▸ DATA SUPPLIED
========================================

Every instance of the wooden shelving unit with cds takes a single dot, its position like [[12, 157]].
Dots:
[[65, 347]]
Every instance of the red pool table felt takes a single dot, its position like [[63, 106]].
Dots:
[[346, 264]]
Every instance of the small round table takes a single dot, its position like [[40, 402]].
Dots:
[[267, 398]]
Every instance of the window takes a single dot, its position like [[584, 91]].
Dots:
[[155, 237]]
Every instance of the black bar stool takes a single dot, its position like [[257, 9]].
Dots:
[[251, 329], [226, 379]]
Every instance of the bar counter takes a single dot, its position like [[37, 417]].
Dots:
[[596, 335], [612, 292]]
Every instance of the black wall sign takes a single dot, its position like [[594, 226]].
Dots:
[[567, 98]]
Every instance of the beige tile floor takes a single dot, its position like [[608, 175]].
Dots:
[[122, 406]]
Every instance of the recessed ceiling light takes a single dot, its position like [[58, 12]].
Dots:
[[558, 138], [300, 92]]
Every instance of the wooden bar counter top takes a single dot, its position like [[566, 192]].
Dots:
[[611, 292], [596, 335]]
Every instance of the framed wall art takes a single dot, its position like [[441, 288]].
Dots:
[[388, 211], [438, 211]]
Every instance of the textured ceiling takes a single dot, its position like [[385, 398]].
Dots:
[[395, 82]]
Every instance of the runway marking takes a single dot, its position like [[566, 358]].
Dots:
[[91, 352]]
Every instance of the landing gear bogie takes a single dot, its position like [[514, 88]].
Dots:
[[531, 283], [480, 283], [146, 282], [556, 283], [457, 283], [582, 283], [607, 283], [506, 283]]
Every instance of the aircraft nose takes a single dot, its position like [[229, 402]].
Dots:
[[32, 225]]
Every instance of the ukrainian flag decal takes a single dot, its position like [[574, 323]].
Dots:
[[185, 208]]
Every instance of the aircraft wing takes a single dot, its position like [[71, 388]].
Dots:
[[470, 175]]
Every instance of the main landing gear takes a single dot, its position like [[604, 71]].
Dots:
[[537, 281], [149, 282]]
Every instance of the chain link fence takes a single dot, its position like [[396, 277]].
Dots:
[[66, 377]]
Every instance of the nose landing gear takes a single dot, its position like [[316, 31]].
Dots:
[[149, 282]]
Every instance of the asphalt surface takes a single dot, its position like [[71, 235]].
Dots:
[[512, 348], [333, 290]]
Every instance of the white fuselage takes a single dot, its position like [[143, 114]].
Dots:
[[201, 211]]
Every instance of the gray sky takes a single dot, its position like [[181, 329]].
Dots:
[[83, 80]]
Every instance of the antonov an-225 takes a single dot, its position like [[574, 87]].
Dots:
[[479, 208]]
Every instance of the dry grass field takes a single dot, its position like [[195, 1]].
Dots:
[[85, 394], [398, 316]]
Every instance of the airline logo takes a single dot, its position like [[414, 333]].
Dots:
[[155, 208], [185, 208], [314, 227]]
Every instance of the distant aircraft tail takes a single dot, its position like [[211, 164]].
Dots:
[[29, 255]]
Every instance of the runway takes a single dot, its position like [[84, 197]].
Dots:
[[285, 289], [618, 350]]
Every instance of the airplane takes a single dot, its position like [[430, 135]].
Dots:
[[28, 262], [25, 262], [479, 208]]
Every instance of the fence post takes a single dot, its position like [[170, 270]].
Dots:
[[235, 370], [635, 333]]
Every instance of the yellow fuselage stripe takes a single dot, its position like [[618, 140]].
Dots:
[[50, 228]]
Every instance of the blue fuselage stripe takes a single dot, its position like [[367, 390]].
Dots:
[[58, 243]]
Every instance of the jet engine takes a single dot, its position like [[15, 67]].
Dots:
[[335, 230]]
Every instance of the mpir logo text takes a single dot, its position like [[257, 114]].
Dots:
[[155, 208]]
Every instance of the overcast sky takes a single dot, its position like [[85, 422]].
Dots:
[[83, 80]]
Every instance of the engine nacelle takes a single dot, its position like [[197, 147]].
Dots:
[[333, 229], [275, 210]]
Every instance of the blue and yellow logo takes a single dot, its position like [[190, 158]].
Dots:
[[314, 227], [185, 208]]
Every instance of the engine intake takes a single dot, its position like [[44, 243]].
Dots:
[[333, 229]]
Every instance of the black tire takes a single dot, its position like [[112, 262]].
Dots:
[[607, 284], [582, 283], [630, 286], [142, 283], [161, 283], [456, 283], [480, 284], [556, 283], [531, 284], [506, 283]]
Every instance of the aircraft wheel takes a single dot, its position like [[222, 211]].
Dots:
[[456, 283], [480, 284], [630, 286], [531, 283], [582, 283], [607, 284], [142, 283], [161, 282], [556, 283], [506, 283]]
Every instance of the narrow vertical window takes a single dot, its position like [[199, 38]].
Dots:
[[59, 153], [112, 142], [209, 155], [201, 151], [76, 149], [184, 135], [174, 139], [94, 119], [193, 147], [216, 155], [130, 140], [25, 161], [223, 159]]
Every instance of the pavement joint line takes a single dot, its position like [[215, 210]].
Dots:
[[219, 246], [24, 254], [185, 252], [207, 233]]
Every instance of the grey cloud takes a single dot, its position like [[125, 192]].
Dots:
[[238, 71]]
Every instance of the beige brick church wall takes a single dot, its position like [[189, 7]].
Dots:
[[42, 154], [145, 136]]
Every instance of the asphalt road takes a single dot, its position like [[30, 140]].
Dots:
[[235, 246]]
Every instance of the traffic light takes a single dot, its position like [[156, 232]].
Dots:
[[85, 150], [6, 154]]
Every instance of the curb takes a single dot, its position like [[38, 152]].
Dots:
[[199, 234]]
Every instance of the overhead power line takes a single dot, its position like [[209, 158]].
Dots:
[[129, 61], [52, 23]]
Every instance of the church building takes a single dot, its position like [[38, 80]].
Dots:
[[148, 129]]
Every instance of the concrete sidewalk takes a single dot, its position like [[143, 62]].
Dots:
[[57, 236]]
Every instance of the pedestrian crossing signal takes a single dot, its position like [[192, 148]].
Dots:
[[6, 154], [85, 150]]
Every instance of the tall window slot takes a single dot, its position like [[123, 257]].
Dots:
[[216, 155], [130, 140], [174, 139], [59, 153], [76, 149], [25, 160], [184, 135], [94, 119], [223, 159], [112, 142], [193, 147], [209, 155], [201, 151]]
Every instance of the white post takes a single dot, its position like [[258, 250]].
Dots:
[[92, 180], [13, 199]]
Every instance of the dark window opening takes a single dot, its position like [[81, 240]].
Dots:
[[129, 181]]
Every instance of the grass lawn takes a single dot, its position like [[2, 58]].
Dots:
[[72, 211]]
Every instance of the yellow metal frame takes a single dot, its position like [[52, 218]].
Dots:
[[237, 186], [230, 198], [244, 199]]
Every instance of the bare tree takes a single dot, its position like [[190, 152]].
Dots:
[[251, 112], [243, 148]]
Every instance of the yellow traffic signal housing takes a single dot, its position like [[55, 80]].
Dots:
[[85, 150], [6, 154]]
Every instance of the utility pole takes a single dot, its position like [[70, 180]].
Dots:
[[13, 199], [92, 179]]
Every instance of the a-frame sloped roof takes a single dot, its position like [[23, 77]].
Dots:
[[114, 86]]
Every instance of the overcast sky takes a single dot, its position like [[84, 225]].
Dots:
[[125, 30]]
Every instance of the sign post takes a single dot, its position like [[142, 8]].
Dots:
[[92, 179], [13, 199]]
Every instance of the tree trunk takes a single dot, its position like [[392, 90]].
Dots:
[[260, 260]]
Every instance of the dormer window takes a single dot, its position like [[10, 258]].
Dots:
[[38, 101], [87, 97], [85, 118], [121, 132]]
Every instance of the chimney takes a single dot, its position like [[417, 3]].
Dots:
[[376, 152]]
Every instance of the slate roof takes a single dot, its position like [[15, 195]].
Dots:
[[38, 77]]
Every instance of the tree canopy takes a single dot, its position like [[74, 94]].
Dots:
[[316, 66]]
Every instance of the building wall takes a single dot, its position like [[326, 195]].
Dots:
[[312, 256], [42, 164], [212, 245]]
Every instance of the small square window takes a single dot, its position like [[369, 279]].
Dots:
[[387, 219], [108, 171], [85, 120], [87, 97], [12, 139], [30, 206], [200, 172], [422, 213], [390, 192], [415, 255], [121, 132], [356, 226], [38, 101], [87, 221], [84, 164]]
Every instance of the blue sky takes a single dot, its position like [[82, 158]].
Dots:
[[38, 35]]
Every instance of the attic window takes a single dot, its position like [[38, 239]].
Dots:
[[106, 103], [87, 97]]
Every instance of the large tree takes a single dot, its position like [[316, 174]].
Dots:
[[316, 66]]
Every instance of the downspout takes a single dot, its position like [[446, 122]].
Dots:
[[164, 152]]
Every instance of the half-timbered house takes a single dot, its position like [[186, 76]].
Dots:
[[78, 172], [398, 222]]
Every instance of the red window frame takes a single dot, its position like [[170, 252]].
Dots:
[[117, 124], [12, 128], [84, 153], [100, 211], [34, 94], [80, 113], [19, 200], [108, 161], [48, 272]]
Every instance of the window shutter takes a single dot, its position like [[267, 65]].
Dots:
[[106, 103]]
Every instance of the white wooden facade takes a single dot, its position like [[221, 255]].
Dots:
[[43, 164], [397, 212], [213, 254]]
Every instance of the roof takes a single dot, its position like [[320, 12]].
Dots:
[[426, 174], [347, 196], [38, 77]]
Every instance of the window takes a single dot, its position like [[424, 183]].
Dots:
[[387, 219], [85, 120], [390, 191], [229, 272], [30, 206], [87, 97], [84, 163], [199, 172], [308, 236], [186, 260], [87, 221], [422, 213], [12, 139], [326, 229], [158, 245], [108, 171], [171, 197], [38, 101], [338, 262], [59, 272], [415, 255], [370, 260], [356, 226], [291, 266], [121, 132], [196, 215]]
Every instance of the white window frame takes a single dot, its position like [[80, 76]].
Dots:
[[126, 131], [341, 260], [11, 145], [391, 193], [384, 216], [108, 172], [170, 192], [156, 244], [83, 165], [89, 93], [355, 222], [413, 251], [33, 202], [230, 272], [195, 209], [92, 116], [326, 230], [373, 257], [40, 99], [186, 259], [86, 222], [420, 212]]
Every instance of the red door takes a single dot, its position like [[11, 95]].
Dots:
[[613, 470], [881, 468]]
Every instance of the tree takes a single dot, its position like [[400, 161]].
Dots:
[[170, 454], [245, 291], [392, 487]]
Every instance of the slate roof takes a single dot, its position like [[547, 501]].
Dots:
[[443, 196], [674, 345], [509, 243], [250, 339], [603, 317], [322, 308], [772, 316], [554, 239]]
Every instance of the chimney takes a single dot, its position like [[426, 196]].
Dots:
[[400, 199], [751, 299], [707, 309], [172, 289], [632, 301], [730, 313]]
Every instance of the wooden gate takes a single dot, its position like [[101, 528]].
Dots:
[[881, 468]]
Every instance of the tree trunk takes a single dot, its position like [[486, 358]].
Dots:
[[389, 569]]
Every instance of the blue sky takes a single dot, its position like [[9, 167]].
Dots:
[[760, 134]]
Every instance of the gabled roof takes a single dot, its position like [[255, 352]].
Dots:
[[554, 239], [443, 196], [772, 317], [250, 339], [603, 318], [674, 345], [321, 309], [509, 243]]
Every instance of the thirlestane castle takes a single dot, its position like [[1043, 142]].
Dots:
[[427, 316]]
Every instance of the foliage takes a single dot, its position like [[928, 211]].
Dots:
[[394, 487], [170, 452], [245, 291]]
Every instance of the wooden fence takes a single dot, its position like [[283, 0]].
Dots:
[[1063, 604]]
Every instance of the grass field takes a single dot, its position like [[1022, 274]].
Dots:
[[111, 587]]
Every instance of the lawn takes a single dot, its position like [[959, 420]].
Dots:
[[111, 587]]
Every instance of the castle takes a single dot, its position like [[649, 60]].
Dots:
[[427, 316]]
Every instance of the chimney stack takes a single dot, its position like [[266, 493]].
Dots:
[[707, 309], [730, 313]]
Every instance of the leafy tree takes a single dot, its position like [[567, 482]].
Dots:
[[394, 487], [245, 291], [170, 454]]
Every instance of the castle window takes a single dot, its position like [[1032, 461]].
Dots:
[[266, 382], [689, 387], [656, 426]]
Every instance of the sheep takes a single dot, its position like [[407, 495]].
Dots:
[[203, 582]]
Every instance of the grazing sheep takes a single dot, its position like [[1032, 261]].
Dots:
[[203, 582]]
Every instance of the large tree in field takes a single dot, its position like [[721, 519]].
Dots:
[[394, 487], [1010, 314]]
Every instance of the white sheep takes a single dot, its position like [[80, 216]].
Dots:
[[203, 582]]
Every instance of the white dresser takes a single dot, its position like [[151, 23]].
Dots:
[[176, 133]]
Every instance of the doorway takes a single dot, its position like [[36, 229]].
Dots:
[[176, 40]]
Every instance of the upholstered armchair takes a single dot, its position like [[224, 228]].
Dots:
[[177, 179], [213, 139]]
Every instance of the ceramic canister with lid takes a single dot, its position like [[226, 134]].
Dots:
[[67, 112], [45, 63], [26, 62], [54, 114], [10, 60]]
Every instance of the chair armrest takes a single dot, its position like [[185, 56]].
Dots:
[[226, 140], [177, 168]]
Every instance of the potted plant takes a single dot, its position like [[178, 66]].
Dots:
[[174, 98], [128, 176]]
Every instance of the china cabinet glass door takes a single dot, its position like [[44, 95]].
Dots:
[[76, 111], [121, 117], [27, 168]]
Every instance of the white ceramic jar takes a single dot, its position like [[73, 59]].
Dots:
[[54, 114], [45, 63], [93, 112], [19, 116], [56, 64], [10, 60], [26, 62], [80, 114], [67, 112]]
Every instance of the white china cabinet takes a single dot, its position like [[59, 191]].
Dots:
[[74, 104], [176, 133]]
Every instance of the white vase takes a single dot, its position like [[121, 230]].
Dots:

========================================

▸ YOUR GOAL
Rewrite the material from the line with "Every instance of the aircraft wing" to the line with "[[149, 282]]", renaming "landing gear" to "undercarriage" and leaving everything else unchanged.

▸ CORRECT RESPONSE
Every instance of the aircraft wing takes a single dot, its position like [[71, 388]].
Dots:
[[470, 175]]
Every instance of the main undercarriage takes a single dot, its position like [[604, 71]].
Dots:
[[537, 281], [149, 282]]
Every instance of the chain link fence takes a single dot, its position like [[396, 277]].
Dots:
[[66, 377]]
Every instance of the nose undercarriage takes a single dot, its position like [[316, 31]].
Dots:
[[149, 282]]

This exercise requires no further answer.